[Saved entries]
'''

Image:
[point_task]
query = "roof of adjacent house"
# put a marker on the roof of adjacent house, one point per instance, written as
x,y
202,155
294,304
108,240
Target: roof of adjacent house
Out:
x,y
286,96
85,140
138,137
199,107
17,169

'''

*To do*.
Please present all of the data above as a numbered list, omitting any blank lines.

*Correct response*.
1. Image:
2. [point_task]
3. query = "roof of adjacent house"
4. # put a marker on the roof of adjacent house, one point per instance, written as
5. x,y
6. 202,155
7. 294,304
8. 108,240
9. Target: roof of adjacent house
10. Out:
11. x,y
12. 286,96
13. 85,140
14. 138,137
15. 199,107
16. 17,169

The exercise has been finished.